**Task details**
Copy the records below, beginning at the line that contains "In this exercise you will mark every instance of the shower" and stopping after the line that contains "pixel 128 93", and keep every line in that stretch. Add 81 to each coordinate in the answers.

# Records supplied start

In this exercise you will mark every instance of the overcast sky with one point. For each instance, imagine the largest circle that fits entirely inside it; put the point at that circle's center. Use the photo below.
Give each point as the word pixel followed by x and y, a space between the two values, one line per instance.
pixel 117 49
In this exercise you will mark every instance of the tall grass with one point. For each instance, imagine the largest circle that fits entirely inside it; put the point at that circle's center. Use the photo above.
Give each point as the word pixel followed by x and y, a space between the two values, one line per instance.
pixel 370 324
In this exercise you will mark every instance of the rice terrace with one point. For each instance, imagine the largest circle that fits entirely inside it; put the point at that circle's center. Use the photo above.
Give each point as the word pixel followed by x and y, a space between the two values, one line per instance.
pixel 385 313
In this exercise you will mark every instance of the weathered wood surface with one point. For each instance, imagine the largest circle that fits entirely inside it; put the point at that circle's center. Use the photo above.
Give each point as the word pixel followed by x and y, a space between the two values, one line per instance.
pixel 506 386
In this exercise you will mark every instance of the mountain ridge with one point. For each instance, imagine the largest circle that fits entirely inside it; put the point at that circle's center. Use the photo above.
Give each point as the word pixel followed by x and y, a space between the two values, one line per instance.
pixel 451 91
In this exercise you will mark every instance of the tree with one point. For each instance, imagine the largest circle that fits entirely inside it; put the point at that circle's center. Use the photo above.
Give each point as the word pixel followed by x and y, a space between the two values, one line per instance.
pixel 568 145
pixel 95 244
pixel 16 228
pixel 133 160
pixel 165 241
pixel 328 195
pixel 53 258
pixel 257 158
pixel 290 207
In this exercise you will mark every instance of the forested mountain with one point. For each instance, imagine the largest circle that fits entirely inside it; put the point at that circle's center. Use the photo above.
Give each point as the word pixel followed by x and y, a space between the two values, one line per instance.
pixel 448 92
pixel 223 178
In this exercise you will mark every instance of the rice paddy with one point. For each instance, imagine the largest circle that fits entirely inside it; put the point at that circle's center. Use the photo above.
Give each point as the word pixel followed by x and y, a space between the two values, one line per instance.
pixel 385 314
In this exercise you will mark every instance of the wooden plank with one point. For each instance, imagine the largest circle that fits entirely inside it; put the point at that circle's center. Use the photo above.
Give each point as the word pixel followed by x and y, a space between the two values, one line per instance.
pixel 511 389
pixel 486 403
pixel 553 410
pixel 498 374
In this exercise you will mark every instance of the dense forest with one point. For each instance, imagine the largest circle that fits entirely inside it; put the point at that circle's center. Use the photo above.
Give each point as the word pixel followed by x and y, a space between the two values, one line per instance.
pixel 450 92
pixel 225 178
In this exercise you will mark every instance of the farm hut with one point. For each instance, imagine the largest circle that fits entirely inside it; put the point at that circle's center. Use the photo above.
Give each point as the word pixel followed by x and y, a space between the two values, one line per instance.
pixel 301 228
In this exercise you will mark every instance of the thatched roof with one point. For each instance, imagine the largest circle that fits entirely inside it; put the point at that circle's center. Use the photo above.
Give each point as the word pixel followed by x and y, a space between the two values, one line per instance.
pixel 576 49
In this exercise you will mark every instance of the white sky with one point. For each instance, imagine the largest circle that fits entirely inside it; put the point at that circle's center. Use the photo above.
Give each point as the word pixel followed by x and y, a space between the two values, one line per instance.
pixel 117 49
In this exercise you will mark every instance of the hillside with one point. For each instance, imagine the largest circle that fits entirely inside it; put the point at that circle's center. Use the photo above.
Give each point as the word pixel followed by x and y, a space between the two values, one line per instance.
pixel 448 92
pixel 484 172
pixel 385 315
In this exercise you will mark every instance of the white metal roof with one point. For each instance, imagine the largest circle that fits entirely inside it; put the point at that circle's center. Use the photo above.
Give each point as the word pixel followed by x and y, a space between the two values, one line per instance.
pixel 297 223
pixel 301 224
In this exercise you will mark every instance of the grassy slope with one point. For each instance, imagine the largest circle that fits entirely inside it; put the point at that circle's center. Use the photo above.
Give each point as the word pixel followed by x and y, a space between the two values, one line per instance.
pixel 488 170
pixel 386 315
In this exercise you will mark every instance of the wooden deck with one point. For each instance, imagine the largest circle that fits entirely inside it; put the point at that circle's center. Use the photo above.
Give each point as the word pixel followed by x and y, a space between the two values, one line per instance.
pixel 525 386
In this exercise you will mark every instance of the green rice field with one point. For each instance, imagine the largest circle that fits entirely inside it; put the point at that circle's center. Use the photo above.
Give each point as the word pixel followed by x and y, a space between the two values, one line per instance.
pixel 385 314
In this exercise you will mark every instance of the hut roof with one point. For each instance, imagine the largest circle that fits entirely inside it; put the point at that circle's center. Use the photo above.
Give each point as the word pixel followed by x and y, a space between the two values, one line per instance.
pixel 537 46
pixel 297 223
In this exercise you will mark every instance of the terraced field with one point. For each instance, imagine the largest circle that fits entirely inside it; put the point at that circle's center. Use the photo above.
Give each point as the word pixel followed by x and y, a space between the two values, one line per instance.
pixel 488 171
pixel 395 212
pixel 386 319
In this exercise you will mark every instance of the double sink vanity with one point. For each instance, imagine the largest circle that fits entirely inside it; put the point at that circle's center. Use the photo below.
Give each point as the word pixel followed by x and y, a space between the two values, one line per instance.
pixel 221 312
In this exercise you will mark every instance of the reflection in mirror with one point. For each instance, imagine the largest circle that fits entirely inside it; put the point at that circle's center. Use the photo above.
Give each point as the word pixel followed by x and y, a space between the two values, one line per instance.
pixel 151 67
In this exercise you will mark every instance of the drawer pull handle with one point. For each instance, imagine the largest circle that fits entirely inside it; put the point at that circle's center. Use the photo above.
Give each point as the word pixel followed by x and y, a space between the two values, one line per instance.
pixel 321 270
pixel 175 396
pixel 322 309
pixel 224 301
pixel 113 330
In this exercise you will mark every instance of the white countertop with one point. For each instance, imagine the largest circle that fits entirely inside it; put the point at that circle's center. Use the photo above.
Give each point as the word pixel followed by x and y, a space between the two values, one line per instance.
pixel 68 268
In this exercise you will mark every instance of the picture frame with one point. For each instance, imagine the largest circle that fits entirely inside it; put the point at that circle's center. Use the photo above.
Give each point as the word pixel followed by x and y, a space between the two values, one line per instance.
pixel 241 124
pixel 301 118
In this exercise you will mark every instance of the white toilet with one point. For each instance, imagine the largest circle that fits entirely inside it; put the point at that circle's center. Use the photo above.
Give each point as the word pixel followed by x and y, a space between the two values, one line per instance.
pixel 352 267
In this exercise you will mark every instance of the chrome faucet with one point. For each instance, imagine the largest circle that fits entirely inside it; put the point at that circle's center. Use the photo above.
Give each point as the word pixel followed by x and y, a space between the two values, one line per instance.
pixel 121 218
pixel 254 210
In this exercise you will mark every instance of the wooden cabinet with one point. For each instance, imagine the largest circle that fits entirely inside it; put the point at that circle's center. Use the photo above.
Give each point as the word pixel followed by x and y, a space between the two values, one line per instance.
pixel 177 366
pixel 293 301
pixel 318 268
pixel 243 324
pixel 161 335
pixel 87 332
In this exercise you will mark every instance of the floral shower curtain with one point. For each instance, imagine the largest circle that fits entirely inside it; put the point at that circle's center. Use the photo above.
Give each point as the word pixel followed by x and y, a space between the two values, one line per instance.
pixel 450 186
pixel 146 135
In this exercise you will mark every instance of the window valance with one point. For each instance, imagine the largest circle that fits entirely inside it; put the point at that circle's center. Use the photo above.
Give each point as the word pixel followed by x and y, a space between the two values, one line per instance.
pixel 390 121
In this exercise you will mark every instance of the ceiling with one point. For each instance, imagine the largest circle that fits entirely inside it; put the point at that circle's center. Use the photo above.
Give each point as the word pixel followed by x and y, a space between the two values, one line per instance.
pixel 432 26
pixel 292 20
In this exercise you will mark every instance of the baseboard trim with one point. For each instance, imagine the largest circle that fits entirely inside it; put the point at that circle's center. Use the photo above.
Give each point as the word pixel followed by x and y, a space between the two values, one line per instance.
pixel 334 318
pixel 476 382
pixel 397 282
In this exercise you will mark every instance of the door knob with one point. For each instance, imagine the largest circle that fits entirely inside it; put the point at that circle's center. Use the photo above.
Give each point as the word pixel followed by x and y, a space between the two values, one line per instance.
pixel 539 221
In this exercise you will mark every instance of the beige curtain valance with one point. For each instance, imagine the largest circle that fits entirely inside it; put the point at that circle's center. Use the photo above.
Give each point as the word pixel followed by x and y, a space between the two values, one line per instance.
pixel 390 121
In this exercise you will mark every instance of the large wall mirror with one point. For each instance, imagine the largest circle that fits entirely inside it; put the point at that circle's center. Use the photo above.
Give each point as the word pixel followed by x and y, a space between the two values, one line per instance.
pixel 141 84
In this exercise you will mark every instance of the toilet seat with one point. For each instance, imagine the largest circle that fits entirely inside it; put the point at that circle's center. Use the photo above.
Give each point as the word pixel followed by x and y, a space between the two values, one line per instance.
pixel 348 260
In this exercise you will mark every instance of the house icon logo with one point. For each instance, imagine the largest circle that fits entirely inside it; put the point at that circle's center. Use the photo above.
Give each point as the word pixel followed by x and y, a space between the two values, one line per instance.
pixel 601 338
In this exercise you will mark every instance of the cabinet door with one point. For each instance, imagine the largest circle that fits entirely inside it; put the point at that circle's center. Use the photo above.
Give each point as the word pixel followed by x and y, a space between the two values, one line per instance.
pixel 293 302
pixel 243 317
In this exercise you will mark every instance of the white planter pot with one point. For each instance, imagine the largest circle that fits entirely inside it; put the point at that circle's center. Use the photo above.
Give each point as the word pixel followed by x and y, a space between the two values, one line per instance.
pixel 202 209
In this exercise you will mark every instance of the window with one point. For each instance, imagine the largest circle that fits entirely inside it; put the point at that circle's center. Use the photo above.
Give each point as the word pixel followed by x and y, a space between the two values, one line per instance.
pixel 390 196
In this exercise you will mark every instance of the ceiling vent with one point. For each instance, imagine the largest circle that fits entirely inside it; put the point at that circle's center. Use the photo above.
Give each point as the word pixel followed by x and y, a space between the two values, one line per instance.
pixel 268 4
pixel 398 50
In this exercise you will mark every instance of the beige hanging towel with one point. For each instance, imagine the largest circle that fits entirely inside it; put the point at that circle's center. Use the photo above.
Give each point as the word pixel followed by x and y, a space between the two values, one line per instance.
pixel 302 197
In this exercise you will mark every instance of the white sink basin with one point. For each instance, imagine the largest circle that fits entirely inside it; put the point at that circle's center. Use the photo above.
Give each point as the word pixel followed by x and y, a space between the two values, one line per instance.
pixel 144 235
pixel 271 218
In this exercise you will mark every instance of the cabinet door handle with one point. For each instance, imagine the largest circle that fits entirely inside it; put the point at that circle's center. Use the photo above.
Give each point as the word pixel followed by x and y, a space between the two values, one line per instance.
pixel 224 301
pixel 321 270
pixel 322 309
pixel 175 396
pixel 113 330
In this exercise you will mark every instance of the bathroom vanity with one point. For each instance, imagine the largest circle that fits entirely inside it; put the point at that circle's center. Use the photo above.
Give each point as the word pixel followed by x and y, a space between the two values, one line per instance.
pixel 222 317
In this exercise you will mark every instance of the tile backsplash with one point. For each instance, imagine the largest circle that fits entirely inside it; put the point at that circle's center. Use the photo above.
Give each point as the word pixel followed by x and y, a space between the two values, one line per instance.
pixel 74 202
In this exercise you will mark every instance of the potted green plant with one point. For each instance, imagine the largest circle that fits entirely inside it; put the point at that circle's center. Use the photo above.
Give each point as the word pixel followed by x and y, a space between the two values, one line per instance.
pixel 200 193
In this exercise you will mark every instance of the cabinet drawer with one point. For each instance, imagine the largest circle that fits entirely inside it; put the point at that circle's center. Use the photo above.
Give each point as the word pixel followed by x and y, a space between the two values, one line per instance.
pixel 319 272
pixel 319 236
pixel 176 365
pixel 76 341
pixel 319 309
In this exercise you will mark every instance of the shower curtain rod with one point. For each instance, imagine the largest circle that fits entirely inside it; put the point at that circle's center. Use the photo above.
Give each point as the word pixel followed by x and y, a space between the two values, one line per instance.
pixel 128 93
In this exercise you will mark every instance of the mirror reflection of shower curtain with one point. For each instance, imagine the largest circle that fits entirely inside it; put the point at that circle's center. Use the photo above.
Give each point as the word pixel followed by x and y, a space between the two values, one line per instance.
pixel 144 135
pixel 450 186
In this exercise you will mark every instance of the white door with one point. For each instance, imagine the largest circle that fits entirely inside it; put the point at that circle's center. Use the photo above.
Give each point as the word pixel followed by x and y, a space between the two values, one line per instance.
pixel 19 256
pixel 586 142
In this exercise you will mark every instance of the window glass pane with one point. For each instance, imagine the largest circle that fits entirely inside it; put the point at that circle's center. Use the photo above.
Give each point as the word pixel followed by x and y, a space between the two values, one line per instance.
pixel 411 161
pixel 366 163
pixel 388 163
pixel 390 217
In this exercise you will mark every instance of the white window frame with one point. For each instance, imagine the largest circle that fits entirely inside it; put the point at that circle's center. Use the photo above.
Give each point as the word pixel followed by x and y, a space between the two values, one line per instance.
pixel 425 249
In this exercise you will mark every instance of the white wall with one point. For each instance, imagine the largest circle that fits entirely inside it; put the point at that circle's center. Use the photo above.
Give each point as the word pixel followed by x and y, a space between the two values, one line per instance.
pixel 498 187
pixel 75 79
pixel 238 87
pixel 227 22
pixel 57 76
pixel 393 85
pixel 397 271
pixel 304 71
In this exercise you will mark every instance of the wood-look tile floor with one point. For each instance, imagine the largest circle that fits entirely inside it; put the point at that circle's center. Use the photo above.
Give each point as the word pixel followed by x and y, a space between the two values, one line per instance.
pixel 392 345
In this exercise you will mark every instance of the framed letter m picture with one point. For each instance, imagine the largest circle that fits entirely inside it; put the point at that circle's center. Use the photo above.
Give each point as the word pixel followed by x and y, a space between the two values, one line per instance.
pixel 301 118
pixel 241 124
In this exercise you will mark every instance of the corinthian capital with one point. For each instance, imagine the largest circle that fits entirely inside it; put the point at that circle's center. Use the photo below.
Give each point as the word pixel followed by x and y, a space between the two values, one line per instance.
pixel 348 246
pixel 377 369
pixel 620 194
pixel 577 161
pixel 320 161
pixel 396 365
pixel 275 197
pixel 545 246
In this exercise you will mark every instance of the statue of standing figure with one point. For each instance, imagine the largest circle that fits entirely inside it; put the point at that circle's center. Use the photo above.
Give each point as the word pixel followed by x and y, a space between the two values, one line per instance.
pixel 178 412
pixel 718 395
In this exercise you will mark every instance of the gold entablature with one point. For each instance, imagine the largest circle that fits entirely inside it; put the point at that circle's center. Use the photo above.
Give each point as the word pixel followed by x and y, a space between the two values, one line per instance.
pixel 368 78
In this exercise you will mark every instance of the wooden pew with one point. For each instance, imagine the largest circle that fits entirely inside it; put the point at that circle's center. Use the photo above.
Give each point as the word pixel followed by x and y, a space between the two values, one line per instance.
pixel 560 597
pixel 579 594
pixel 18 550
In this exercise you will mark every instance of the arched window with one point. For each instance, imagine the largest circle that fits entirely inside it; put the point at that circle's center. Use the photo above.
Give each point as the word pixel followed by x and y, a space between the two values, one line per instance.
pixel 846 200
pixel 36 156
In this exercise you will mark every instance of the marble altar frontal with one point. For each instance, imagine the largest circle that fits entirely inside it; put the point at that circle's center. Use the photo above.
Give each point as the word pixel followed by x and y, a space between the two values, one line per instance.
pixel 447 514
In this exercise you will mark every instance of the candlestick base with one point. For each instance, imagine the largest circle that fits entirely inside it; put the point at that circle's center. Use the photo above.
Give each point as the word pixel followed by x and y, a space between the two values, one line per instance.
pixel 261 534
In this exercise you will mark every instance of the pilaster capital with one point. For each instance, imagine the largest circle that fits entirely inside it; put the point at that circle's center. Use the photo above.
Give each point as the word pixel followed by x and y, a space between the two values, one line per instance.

# Records supplied end

**Final result**
In this exercise you will mark every instance of the shower curtain rod with one point. For each instance, imagine the largest circle that fits entirely inside it; put the point at that circle's center. Use the photo above.
Give each point as the word pixel followed by x and y, a space between the two values, one line per instance.
pixel 209 174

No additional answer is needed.